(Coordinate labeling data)
---

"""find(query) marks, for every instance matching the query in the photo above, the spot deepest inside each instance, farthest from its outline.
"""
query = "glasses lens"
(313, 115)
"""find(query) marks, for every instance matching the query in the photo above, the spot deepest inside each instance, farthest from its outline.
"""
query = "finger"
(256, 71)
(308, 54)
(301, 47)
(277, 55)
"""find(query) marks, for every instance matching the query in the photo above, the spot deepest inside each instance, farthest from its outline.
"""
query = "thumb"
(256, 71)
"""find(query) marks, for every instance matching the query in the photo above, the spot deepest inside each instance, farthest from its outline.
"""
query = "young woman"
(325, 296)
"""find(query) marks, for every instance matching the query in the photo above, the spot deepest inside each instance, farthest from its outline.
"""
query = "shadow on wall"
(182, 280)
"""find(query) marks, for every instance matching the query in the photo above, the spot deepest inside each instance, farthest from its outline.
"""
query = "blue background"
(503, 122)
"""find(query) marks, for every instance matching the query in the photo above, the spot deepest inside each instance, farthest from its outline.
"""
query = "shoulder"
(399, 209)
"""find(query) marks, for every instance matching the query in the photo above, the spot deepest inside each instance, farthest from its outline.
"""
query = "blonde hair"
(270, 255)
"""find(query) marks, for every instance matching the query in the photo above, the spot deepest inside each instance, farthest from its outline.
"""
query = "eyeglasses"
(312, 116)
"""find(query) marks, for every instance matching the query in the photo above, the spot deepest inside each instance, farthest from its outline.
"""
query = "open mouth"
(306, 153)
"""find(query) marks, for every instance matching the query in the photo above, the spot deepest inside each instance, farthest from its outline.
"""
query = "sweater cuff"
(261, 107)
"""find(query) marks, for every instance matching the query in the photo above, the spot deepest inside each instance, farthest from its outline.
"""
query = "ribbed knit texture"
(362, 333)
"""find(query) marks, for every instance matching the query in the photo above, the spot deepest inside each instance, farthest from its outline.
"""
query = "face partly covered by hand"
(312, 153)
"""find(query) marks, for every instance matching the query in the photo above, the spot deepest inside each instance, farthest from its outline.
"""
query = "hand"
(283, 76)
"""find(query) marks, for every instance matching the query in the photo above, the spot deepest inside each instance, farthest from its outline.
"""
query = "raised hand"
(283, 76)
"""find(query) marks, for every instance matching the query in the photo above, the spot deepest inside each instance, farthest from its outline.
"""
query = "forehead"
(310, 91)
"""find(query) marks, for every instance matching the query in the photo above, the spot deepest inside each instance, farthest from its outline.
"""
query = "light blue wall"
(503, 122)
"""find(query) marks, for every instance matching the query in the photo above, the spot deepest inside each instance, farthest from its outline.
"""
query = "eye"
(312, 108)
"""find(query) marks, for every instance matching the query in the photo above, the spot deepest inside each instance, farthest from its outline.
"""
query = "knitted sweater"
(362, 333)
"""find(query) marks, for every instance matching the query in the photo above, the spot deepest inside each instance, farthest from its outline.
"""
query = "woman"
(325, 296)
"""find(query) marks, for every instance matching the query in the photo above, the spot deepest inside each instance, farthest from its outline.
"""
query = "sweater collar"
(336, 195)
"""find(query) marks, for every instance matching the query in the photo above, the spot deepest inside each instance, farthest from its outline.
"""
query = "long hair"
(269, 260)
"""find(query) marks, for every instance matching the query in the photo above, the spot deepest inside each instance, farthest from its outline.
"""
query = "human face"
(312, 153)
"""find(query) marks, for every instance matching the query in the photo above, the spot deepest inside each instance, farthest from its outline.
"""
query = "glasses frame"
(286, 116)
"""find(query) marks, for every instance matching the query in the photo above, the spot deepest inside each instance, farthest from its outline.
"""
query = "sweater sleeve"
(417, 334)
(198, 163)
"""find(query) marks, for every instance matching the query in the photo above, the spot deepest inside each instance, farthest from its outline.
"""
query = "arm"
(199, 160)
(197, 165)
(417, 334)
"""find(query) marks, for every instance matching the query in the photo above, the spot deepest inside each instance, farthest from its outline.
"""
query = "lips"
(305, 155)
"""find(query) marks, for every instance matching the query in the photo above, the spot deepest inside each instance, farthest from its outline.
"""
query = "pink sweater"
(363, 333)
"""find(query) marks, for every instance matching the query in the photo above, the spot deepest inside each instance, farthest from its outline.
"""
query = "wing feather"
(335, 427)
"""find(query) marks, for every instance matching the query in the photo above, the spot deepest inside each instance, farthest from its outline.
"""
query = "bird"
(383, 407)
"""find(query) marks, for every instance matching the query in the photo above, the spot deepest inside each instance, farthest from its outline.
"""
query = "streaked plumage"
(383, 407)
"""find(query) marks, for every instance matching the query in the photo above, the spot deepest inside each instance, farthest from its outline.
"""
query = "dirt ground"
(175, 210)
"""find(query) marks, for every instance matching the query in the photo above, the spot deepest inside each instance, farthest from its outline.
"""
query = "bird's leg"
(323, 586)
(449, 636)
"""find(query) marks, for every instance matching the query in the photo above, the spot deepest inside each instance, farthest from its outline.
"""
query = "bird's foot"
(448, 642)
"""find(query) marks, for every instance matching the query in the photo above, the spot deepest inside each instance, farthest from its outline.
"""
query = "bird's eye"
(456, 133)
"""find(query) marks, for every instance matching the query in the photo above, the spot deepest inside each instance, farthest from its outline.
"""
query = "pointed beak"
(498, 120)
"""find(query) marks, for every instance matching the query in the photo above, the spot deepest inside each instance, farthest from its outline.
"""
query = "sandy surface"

---

The records above should be repeated in full, exactly as given.

> [RESULT]
"""find(query) marks, for every instance matching the query in the photo above, the spot deepest inside each instance, farthest from its outline.
"""
query = "glasses lens"
(313, 115)
"""find(query) marks, for every instance matching the query in the photo above, the spot deepest inside each instance, farthest from its outline.
"""
query = "finger"
(256, 71)
(308, 54)
(301, 47)
(277, 55)
"""find(query) marks, for every instance matching the query in the photo above, the spot deepest inside each instance, farthest from its outline.
"""
query = "thumb"
(256, 71)
"""find(query) marks, for every instance matching the query in the photo above, the spot deepest inside each instance, farthest from its outline.
"""
query = "young woman"
(325, 296)
"""find(query) marks, for every instance matching the query in the photo above, the spot deepest inside each instance, farthest from its outline.
"""
query = "shadow on wall"
(182, 280)
"""find(query) marks, for every instance matching the query in the photo above, the spot deepest inside each instance, farthest from its outline.
"""
query = "blue background"
(503, 122)
"""find(query) marks, for every instance matching the query in the photo above, the spot deepest inside each instance, farthest from its outline.
"""
query = "shoulder"
(399, 209)
"""find(query) marks, for every instance matching the query in the photo above, the spot deepest inside each instance, farthest from its outline.
"""
query = "blonde hair"
(270, 255)
"""find(query) marks, for every instance matching the query in the photo above, the spot deepest inside each instance, farthest from its outline.
"""
query = "eyeglasses"
(312, 116)
"""find(query) marks, for every instance matching the query in the photo above, the spot deepest inside each instance, farthest from its outline.
"""
query = "open mouth"
(306, 153)
"""find(query) marks, for every instance matching the query in the photo above, the spot deepest inside each instance, farthest from its outline.
"""
query = "sweater cuff"
(261, 107)
"""find(query) marks, for every instance matching the query in the photo above, the spot deepest inside each instance, farthest from its outline.
"""
query = "ribbed knit texture"
(362, 333)
"""find(query) marks, for every instance matching the query in the photo above, the spot deepest inside each instance, farthest from its outline.
"""
query = "face partly covered by hand"
(312, 153)
"""find(query) marks, for every instance matching the query in the photo above, the spot deepest inside each instance, farthest from its outline.
"""
query = "hand"
(283, 76)
"""find(query) marks, for every instance matching the query in the photo above, the spot deepest inside each instance, farthest from its outline.
"""
query = "raised hand"
(283, 76)
"""find(query) marks, for every instance matching the query in the photo above, the spot deepest inside each instance, farthest from its outline.
"""
query = "forehead"
(310, 91)
"""find(query) marks, for every instance matching the query in the photo above, the spot deepest inside each instance, farthest from its outline.
"""
query = "light blue wall"
(503, 122)
"""find(query) marks, for every instance matching the query in the photo above, the spot deepest inside each instance, farthest from its outline.
"""
query = "eye"
(312, 108)
"""find(query) marks, for every instance matching the query in the photo above, the spot deepest inside each instance, farthest from its outline.
"""
query = "knitted sweater"
(362, 333)
"""find(query) marks, for every instance matching the query in the photo above, the spot deepest inside each instance, farthest from its outline.
"""
query = "woman"
(325, 296)
"""find(query) marks, for every instance matching the query in the photo above, the spot deepest inside each instance, farthest from its outline.
"""
query = "sweater collar"
(336, 195)
"""find(query) marks, for every instance matching the query in the photo above, the spot deepest inside each instance, farthest from its outline.
"""
query = "long hair"
(269, 260)
"""find(query) marks, for every instance matching the query in the photo above, the spot deepest inside each instance, farthest from its outline.
"""
query = "human face"
(312, 153)
"""find(query) marks, for every instance matching the query in the photo above, the spot deepest inside each instance, farthest from its outline.
"""
query = "glasses frame"
(286, 116)
"""find(query) marks, for every instance matching the query in the photo above, the spot deepest inside each instance, farthest from its outline.
"""
query = "sweater sleeve"
(417, 334)
(198, 163)
"""find(query) marks, for every instance matching the query in the photo above, the spot deepest inside each instance, farthest from its outline.
"""
query = "arm"
(199, 160)
(197, 165)
(417, 334)
"""find(query) marks, for every instance matching the query in the photo above, the spot deepest inside each instance, farthest from its outline.
"""
query = "lips"
(305, 155)
"""find(query) marks, for every instance matching the query in the photo above, the spot deepest inside each instance, farthest from its outline.
"""
query = "pink sweater"
(363, 333)
"""find(query) marks, for every instance matching the query in the photo above, the spot deepest inside each instance, farthest from its outline.
"""
query = "wing feather"
(335, 427)
"""find(query) marks, for every instance matching the query in the photo above, the spot deepest inside each instance, farthest from its outline.
"""
query = "bird"
(383, 407)
"""find(query) marks, for every instance matching the query in the photo above, the spot deepest inside each instance, farthest from its outline.
"""
query = "streaked plumage"
(383, 407)
"""find(query) marks, for every instance matching the query in the photo above, the spot deepest inside each instance, farthest from its outline.
"""
query = "dirt ground"
(175, 210)
"""find(query) marks, for every instance matching the query in the photo above, the spot deepest inside each instance, farthest from its outline.
"""
query = "bird's leg"
(323, 586)
(449, 636)
"""find(query) marks, for every instance matching the query in the photo above, the spot deepest inside each instance, farthest from its outline.
"""
query = "bird's foot"
(448, 642)
"""find(query) marks, for every instance matching the query in the photo above, the spot deepest inside each instance, farthest from its outline.
"""
query = "bird's eye"
(456, 133)
"""find(query) marks, for every instance matching the query in the photo above, the spot deepest inside each instance, farthest from its outline.
"""
query = "pointed beak"
(498, 120)
"""find(query) marks, for every instance matching the query in the photo above, the spot deepest inside each instance, farthest from its outline.
"""
query = "sandy surface"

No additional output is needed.